# A little confusion about home buyers plan form



## irish83 (Jul 20, 2009)

Hi there

I am new to this forum and just purchased a condo. I've printed out the form for the Home buyers Plan and had a question. I need my down payment for September 1st but would like to withdraw as close to that date as possible to take advantage of the extra money I was contributing in May. One of the questions on the form is when is the withdrawal date. Am I right in thinking that even if I send in the form in the next couple weeks and I write the withdrawal date as August 25th that they will count back 89 days from August 25th written and not the date that the form was received by them??? I will need to fill out 2 forms as I have to use money that is at 2 different institutions. Thanks for your help!


----------



## Canadian Finance (Apr 3, 2009)

irish83, where are your RRSPs? I believe most banks will pull the money out on the day you ask them and will send the HBP form in for you.


----------



## irish83 (Jul 20, 2009)

Part of the RRSP is in a private financial firm and the majority is with Great West Life through a work group RRSP plan


----------



## Canadian Finance (Apr 3, 2009)

Perhaps contact them. They can probably withdraw the money and fill out the form. This is how it worked when I pulled my money out with RBC but I'm not sure if that's how it's always handled.


----------

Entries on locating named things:
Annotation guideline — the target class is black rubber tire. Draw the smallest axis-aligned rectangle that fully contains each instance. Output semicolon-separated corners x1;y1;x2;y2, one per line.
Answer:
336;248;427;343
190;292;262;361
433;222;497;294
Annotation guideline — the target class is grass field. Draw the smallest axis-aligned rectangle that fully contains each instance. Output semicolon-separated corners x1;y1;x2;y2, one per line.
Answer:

WORK REQUIRED — In the thread about the home buyers plan form, what is the French translation of this sentence: "I believe most banks will pull the money out on the day you ask them and will send the HBP form in for you."

FINAL ANSWER — Je crois que la plupart des banques retireront l'argent le jour où vous le leur demanderez et enverront le formulaire du RAP pour vous.